- **WRITTEN REQUEST A**:
Decide whether each statement below agrees with the washroom shelves thread. Answer yes or no for each, and quote the deciding words of the thread. (i) The van in question is a Bessacarr E530. (ii) The towel ring is used as a towel rail. (iii) Articles may stay in the rack over the bathroom door while traveling.

- **PAGE EXTRACT**:

........

# Washroom shelves for Bessacarr E530



## Grizzly (May 9, 2005)

We'd like at least one more shelf in the washroom of our Bessacarr E530.

The locker over the loo is used for spare towels, bedclothes etc and the undersink cupboard awkward for shampoo and shower gel bottles. These need to be able to travel in the new unit as well as being easily accessible from it. 

There is a perfect space on the floor between the sink unit and the edge of the shower on the outside wall, under the towel ring. 

Before OH gets out the wood and starts to make a custom built unit it would be interesting to ask if anyone has found a freestanding unit that could be fixed there or has built some more storage in the washroom ?

G


----------



## christopherobin (Mar 26, 2007)

Hi G

Are you saying you want a shelf where the towel rail is.
I know my MH is a 560, but I thought bathroom would be the same

Chris


----------



## Grizzly (May 9, 2005)

christopherobin said:


> Hi G
> 
> Are you saying you want a shelf where the towel rail is.
> I know my MH is a 560, but I thought bathroom would be the same
> ...


Chris...that's the place. There is a shelf sized recess there to the right of the sink. A shelf unit can be fixed to the side of the sink and to the wood at the edge of the shower so no screws will need to go into the wall of the van.

We put a towelling bath mat on the towel ring there as it is too near the floor for use as a towel rail.

If we can find a chromed or plastic coated steel rack to fit in the space and be fixed to the sides it would save effort.

G


----------



## 108548 (Nov 30, 2007)

*more storage space in bathroom*

: We have fitted a plastic coated rack suspended by two brackets over the bathroom door blue tacked to the lower end of the rack to stop vibration.It is necessary to remove articles held in the rack during transit,no hardship. Hope this idea helps. lairymary


----------



## fransgrandad (Dec 7, 2007)

*Wash room shelf*

Hi Grizzly,

PM. me with an address and I'll send you a sample of pvc double glazing cill it's light needs no finishing and water resistance. I have used this material for three years no problems.

........

Extracted data entries
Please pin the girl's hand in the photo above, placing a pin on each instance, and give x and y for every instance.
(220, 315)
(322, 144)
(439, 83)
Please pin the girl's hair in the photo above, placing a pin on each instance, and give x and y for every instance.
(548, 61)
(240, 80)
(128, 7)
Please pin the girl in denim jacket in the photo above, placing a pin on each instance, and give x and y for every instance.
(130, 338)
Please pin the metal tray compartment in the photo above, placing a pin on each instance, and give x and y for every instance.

........

- **WRITTEN REQUEST B**:
Extract every line of the listing above word for word, from its first line to its last.

- **ANSWER A**:
(i) Yes: "in the washroom of our Bessacarr E530"
(ii) No: "as it is too near the floor for use as a towel rail"
(iii) No: "It is necessary to remove articles held in the rack during transit"

- **ANSWER B**:
Please pin the girl's hand in the photo above, placing a pin on each instance, and give x and y for every instance.
(220, 315)
(322, 144)
(439, 83)
Please pin the girl's hair in the photo above, placing a pin on each instance, and give x and y for every instance.
(548, 61)
(240, 80)
(128, 7)
Please pin the girl in denim jacket in the photo above, placing a pin on each instance, and give x and y for every instance.
(130, 338)
Please pin the metal tray compartment in the photo above, placing a pin on each instance, and give x and y for every instance.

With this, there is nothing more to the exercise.